● **Text**:
Sauerkrautplatten oder die Nachteile von Holzwolle-Leichtbauplatten

Bild von Holger Schwartz

Die Holzwolle-Leichtbauplatte – vulgär auch gerne „Sauerkrautplatte“ genannt – muss eine Erfindung des Teufels sein! Jedenfalls waren diese Platten ab den ca. 1920er Jahren als Putzträger sehr beliebt, weil sie einfach zu verarbeiten waren. Über den Abbruch hat sich da niemand Gedanken gemacht. Und wer sich nun fragt, was daran diabolisch ist, der sollte versuchen beim Abbrechen dieser Platten nicht zu fluchen.

Eine gefühlte Ewigkeit versuche ich das Brecheisen unter die Platte an der Decke zu stemmen. Schwer und schweißnass atmet es sich durch die Staubmaske, die Schutzbrille ist längst beschlagen, und die Sauerkrautplatte gibt dennoch fröhlich bröselnd nur Millimeter für Millimeter der Decke frei, um dann plötzlich – wie zum Hohn – mit einem lauten Knarzen von der Decke abzufallen. Der Staub von vielen Jahrzehnten ergießt sich wie ein Schwall über mich. „Selbst schuld, sich so eine alte Bude zu kaufen“, denke ich mir, während ich den Staub aus dem Haar schüttele.

Doch dann geht der Blick zur Decke. Noch vom Staub blinzelnd erkenne ich zaghaft, was zum Vorschein kommt. Die naturgewachsenen Eichenbalken der Kückendecke sind unversehrt, dazwischen ist eine Decke aus Lehmverstrich. Alles ist pechschwarz gefärbt, der Ruß aus über zwei Jahrhunderten hat sich auf den Balken und der Decke abgesetzt.

● **Bereitgestelltes Material**:
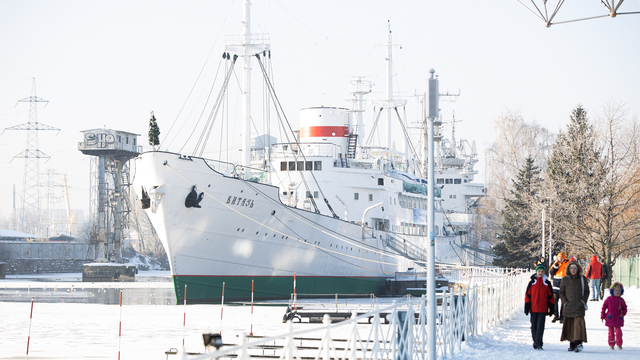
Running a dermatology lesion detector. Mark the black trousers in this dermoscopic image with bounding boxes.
[553,289,562,318]
[531,313,547,346]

● **Aufgaben**:
a - Schreibe aus dem Text über Sauerkrautplatten alles von „Eine gefühlte Ewigkeit“ bis hinunter zu „dem Haar schüttele.“ wortgetreu ab.
b - Ab welcher Zeit waren die Platten laut dem Text über Sauerkrautplatten als Putzträger sehr beliebt?
c - Stimmen diese Aussagen mit dem Text über Sauerkrautplatten überein? Antworte jeweils mit Ja oder Nein und zitiere die entscheidenden Worte.
(i) Die Platten waren beliebt, weil sie sich einfach verarbeiten ließen.
(ii) Die Platte an der Decke löst sich von Anfang an zügig in einem Stück.
(iii) Der Ruß auf den Balken hat sich in weniger als hundert Jahren abgesetzt.

● **Lösungen**:
a -
Eine gefühlte Ewigkeit versuche ich das Brecheisen unter die Platte an der Decke zu stemmen. Schwer und schweißnass atmet es sich durch die Staubmaske, die Schutzbrille ist längst beschlagen, und die Sauerkrautplatte gibt dennoch fröhlich bröselnd nur Millimeter für Millimeter der Decke frei, um dann plötzlich – wie zum Hohn – mit einem lauten Knarzen von der Decke abzufallen. Der Staub von vielen Jahrzehnten ergießt sich wie ein Schwall über mich. „Selbst schuld, sich so eine alte Bude zu kaufen“, denke ich mir, während ich den Staub aus dem Haar schüttele.

b - Ab den ca. 1920er Jahren.

c -
(i) Ja: „weil sie einfach zu verarbeiten waren“
(ii) Nein: „nur Millimeter für Millimeter der Decke frei“
(iii) Nein: „der Ruß aus über zwei Jahrhunderten hat sich auf den Balken und der Decke abgesetzt“